• _Your task_
The records below must be written out exactly, with every picture left behind.

[Source material — start]

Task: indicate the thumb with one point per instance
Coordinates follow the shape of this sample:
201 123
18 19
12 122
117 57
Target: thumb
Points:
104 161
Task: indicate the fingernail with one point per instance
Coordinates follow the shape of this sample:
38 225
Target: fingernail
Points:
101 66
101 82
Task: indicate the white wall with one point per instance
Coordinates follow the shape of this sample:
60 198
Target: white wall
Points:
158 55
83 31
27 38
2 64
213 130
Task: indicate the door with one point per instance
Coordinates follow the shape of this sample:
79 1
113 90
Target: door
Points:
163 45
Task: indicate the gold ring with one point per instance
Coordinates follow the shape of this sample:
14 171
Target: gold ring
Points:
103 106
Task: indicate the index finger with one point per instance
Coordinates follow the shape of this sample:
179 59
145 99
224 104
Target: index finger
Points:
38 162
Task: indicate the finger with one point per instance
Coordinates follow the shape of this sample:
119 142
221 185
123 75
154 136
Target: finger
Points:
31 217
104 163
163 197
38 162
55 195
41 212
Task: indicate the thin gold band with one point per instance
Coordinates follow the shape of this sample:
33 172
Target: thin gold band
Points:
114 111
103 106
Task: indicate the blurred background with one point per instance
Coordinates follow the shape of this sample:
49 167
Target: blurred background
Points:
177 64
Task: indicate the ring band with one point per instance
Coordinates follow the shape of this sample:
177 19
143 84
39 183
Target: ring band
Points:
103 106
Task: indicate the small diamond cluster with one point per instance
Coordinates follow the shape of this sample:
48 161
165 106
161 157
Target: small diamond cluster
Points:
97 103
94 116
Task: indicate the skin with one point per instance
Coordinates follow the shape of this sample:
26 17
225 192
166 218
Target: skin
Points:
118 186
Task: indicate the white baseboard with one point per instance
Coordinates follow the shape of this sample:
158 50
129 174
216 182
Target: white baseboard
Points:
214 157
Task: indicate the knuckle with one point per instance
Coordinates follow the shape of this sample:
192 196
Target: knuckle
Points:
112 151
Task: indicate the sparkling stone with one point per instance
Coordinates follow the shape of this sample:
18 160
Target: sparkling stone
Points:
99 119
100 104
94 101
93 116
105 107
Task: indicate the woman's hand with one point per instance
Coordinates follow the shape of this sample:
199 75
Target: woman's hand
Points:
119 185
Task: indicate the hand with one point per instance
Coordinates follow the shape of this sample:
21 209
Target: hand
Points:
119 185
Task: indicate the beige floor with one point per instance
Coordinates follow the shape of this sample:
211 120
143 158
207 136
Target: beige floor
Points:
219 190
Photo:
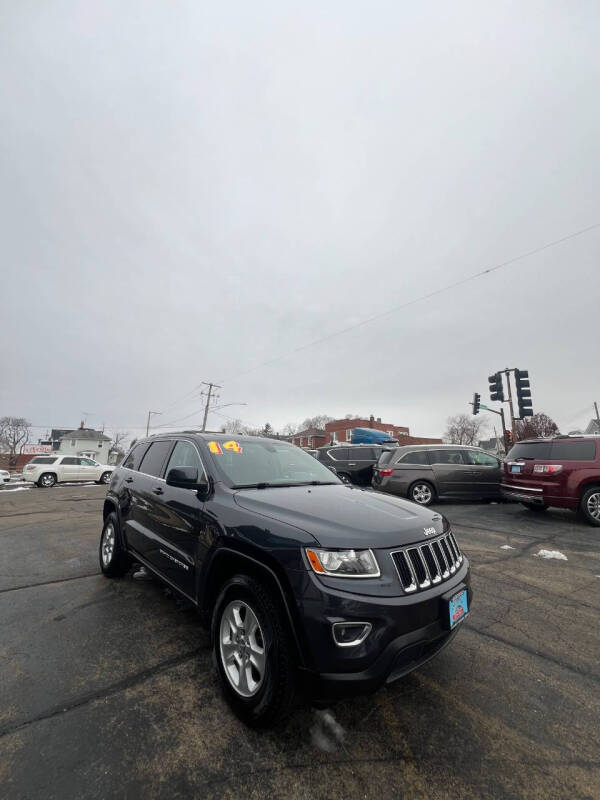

[Source material — finish]

• _Result for this task_
Task: indicate the thumb with one point per instance
Coordinates follow the shape of this sample:
201 123
18 19
12 122
117 57
Target: thumb
Points:
104 161
Task: indicate the fingernail with one point per instance
Coordinates follow the shape of this sample:
38 225
Target: fingernail
Points:
101 66
101 82
Task: indicate the white wall with one point per instance
Coordinates follow the shape of this sample:
60 198
Target: white wall
Points:
158 55
83 31
27 38
2 64
213 130
Task: indicate the door with one point per instance
Coordinates follow the shape of this sample:
79 1
113 90
Target: door
Points:
163 45
Task: indicate the gold ring with one point per instance
Coordinates follow the shape of this sample:
14 171
Target: gold ring
Points:
103 106
Task: indicate the index finger with one point per instance
Coordinates follow the shape of this sample:
179 59
145 99
224 104
Target: index finger
Points:
38 162
Task: indicate the finger with one point per instance
Coordinates follow the shape of this sample:
119 142
221 185
123 75
154 136
Target: finger
Points:
31 217
104 163
163 197
38 162
55 195
41 212
Task: indicate the thin gold band with one point per instance
Coordinates follow the shape of this sample:
33 172
Target: thin gold band
Points:
114 111
103 106
Task: indicate the blurred background with one point per instance
Coordinates follow the shape of this sample:
49 167
Target: blurred background
Points:
177 64
Task: indicate the ring band with one point per instance
Coordinates follow the shape of this sample:
177 19
143 84
39 183
Target: ring band
Points:
103 106
Task: indicate the small diamond cluster with one point per instance
Coordinates follow the shape of this sample:
48 161
165 106
161 157
Target: small diamond cluster
Points:
97 103
94 116
Task: indicate the skin with one point per instance
Coordinates follow the shape of this sample:
26 17
225 192
166 218
Target: skin
Points:
118 186
Task: indicate the white baseboard with one point per instance
Coordinates follow the shape of this sample:
158 50
129 174
216 182
Target: white baseboard
Points:
214 157
Task: indicate the knuckle with one point per instance
Coordinates follow the shape of this sample:
192 196
Target: knuckle
Points:
112 151
Task: indicate the sparkling stone with one point per instance
Coordinates follow the shape of this sample:
18 160
Target: sparkling stone
Points:
99 119
100 104
94 101
93 116
105 107
Task: indicate the woman's hand with one point per instance
Coordinates follow the shape of this sample:
199 75
Target: woman's hand
Points:
119 185
Task: indicate the hand with one point per instance
Coordinates follow the shape of this sample:
21 209
Target: hand
Points:
119 185
Task: indicate the beige floor with one point per instance
Coordinates follow the shape of this sample:
211 120
143 158
207 136
Target: beige floor
Points:
219 190
Photo:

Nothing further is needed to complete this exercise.